→ **Written exercise**
Could you print every record below exactly as it appears?

-------- Information provided --------

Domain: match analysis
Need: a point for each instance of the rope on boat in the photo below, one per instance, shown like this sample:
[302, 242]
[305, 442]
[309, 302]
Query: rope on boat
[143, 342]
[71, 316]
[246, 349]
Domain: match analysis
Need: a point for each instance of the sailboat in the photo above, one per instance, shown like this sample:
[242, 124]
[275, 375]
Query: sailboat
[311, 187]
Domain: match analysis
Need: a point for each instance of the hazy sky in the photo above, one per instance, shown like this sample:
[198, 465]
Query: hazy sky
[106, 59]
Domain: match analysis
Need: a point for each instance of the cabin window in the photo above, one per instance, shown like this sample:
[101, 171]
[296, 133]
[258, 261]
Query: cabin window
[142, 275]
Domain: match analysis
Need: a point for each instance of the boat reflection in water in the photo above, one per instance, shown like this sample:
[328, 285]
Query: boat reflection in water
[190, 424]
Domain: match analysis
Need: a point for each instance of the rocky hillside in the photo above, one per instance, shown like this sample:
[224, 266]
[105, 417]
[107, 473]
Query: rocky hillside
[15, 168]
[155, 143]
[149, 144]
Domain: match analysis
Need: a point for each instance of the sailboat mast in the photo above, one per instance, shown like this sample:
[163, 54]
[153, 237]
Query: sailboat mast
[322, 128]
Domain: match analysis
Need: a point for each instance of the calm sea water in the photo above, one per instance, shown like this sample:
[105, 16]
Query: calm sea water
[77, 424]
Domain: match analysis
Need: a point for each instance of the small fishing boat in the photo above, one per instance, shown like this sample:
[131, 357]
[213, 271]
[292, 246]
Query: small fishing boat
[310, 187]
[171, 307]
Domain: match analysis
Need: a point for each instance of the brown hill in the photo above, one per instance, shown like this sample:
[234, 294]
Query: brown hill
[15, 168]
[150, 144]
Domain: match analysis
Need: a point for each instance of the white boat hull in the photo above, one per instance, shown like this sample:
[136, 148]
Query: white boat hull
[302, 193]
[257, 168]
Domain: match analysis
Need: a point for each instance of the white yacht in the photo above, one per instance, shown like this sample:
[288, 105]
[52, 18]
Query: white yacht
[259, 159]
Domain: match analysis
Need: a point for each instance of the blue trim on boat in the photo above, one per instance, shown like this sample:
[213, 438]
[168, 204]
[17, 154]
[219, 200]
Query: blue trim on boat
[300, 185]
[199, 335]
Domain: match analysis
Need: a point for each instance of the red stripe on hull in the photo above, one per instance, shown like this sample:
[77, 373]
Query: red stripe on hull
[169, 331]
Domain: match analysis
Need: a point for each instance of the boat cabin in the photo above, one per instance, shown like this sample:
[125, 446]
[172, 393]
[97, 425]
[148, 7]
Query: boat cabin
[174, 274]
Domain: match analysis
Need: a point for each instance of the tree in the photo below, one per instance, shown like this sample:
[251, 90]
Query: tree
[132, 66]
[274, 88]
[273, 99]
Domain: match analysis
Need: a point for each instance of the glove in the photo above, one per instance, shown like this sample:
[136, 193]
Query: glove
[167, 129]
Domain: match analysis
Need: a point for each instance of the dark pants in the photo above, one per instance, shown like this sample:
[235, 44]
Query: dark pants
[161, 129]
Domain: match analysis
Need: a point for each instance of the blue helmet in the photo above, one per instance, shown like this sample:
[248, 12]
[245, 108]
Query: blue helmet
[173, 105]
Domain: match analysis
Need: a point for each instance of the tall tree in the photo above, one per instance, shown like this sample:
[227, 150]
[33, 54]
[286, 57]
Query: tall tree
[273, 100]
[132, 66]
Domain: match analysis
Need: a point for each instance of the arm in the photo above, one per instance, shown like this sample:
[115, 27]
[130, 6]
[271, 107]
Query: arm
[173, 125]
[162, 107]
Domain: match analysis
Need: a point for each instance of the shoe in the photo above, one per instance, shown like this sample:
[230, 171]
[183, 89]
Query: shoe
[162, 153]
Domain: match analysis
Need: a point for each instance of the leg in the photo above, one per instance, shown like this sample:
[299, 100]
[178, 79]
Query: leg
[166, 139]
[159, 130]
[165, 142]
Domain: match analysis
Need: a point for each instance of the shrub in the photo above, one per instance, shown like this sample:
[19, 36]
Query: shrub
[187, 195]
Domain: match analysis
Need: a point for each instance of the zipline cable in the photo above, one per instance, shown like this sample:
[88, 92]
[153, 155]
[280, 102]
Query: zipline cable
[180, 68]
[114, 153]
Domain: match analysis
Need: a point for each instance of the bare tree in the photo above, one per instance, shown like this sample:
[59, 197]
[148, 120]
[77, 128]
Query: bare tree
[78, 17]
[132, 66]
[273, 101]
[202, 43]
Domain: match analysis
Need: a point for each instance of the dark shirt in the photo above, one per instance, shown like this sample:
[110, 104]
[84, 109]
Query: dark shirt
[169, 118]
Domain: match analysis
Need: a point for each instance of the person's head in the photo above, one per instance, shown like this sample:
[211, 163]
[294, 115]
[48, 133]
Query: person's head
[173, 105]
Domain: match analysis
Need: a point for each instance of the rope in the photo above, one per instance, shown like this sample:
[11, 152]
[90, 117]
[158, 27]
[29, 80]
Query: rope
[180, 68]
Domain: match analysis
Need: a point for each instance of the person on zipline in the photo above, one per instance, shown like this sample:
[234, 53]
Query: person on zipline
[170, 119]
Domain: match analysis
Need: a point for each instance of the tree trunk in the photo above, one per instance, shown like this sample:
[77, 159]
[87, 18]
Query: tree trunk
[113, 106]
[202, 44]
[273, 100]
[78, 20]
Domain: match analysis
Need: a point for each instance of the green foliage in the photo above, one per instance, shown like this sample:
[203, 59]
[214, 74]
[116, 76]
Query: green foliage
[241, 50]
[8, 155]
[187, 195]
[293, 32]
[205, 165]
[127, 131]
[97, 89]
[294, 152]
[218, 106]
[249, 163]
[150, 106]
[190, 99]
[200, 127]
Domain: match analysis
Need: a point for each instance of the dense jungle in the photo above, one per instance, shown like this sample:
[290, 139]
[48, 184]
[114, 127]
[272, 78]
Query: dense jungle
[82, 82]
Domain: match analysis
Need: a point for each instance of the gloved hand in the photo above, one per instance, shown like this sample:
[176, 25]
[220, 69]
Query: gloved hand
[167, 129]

--------

→ **Reply**
Domain: match analysis
Need: a point for each instance of the rope on boat in the photo below, one per instance, shown like this sample:
[302, 242]
[305, 442]
[309, 302]
Query: rope on boat
[143, 342]
[71, 316]
[246, 349]
Domain: match analysis
Need: a point for each instance of the sailboat in the photo above, one per instance, shown like this sample:
[242, 124]
[275, 375]
Query: sailboat
[311, 187]
Domain: match analysis
Need: a point for each instance of the hazy sky in the photo above, one per instance, shown like this sample:
[198, 465]
Query: hazy sky
[106, 59]
Domain: match analysis
Need: a point for each instance of the cabin window in the photo above, one per instance, shown like this sample:
[101, 171]
[296, 133]
[258, 261]
Query: cabin window
[142, 275]
Domain: match analysis
Need: a point for each instance of the boat reflection in water in the photo above, one per instance, shown like this sample:
[328, 285]
Query: boat reflection in water
[190, 424]
Domain: match analysis
Need: a point for each instance of the rocky hillside in the photo above, one per instance, shown like this sample:
[224, 266]
[105, 417]
[107, 473]
Query: rocky hillside
[15, 168]
[155, 143]
[149, 144]
Domain: match analysis
Need: a point for each instance of the sailboat mast in the photo above, one per instance, shown like this sample:
[163, 54]
[153, 237]
Query: sailboat mast
[322, 128]
Domain: match analysis
Need: a point for each instance of the calm sea water in the photo above, one per instance, shown like this sample:
[105, 16]
Query: calm sea water
[77, 424]
Domain: match analysis
Need: a point for each instance of the small fishing boat in the photo above, one per instance, shown like this sample:
[131, 357]
[213, 271]
[292, 246]
Query: small fishing boat
[310, 187]
[171, 307]
Domain: match analysis
Need: a point for each instance of the brown hill in the photo above, one per instance, shown like this sample:
[234, 294]
Query: brown hill
[15, 168]
[150, 144]
Domain: match analysis
Need: a point for each instance of the white boat hull in the photo above, one per instance, shown like this sample:
[136, 148]
Query: white boat hull
[302, 193]
[257, 168]
Domain: match analysis
Need: a point for each instance of the white yacht in the photo above, one per instance, shown like this sample:
[288, 105]
[52, 18]
Query: white yacht
[259, 159]
Domain: match analysis
Need: a point for each instance of the blue trim on boat in the photo above, one per instance, shown like this sample:
[213, 438]
[168, 204]
[17, 154]
[219, 200]
Query: blue trim on boat
[300, 185]
[199, 335]
Domain: match analysis
Need: a point for each instance of the red stripe on hull in the photo above, one per instance, shown like this sample:
[77, 373]
Query: red stripe on hull
[169, 331]
Domain: match analysis
Need: a point for each instance of the boat cabin in the photo above, one per instance, shown like this sample:
[125, 446]
[172, 393]
[97, 425]
[148, 7]
Query: boat cabin
[174, 274]
Domain: match analysis
Need: a point for each instance of the tree in the photo below, one per instance, shown like this sample:
[251, 90]
Query: tree
[132, 66]
[274, 88]
[273, 99]
Domain: match analysis
Need: a point for each instance of the glove in the photo above, one per instance, shown like this sample:
[136, 193]
Query: glove
[167, 129]
Domain: match analysis
Need: a point for each instance of the dark pants in the photo above, one per instance, shown like this sample:
[235, 44]
Query: dark pants
[161, 129]
Domain: match analysis
Need: a point for each instance of the blue helmet in the photo above, one per instance, shown like this sample:
[248, 12]
[245, 108]
Query: blue helmet
[173, 105]
Domain: match analysis
Need: a point for each instance of the tall tree in the photo above, one per instance, shown like this sample:
[227, 150]
[33, 54]
[286, 57]
Query: tall tree
[273, 100]
[132, 66]
Domain: match analysis
Need: a point for each instance of the arm in the photo above, one per instance, shown like this sample:
[115, 27]
[130, 6]
[271, 107]
Query: arm
[173, 125]
[162, 107]
Domain: match analysis
Need: a point for each instance of the shoe in the photo above, one per instance, shown like this sample:
[230, 171]
[183, 89]
Query: shoe
[162, 153]
Domain: match analysis
Need: a point for each instance of the leg in the photo above, one per instance, shown like this sample:
[299, 100]
[178, 79]
Query: leg
[166, 139]
[159, 130]
[165, 142]
Domain: match analysis
Need: a point for each instance of the shrub in the photo above, one per instance, shown like this sample:
[19, 36]
Query: shrub
[187, 195]
Domain: match analysis
Need: a point for each instance of the zipline cable in the photo above, one per instance, shown like this sample:
[88, 92]
[153, 155]
[280, 102]
Query: zipline cable
[180, 68]
[114, 153]
Domain: match analysis
Need: a point for each instance of the bare tree in the photo above, one per instance, shown like this sample:
[59, 197]
[148, 120]
[77, 128]
Query: bare tree
[78, 17]
[132, 66]
[273, 101]
[202, 43]
Domain: match analysis
Need: a point for each instance of the dark shirt in the photo above, one per instance, shown like this sample:
[110, 104]
[84, 109]
Query: dark shirt
[169, 118]
Domain: match analysis
Need: a point for each instance of the person's head in the photo above, one per instance, shown like this sample:
[211, 163]
[294, 115]
[48, 133]
Query: person's head
[173, 105]
Domain: match analysis
Need: a point for each instance of the rope in the photo above, one per instance, shown like this sample:
[11, 152]
[90, 117]
[158, 27]
[29, 80]
Query: rope
[180, 68]
Domain: match analysis
Need: a point for each instance of the person on zipline in the photo above, one per instance, shown like this sample:
[234, 53]
Query: person on zipline
[170, 119]
Domain: match analysis
Need: a point for each instance of the tree trunk in the photo above, one per instance, shown like this sample:
[77, 159]
[87, 18]
Query: tree trunk
[113, 106]
[202, 44]
[273, 100]
[78, 20]
Domain: match analysis
Need: a point for each instance of the green foliage in the photo above, one per instance, shown like this sample:
[203, 59]
[214, 74]
[116, 76]
Query: green foliage
[241, 50]
[8, 155]
[187, 195]
[293, 32]
[205, 165]
[127, 131]
[97, 89]
[294, 152]
[218, 106]
[249, 163]
[150, 106]
[190, 99]
[200, 127]
Domain: match analysis
Need: a point for each instance of the dense jungle in the photo above, one per instance, shown like this sample:
[290, 139]
[48, 184]
[114, 127]
[272, 78]
Query: dense jungle
[82, 82]
Domain: match analysis
Need: a point for each instance of the gloved hand in the photo above, one per instance, shown like this sample:
[176, 25]
[220, 69]
Query: gloved hand
[167, 129]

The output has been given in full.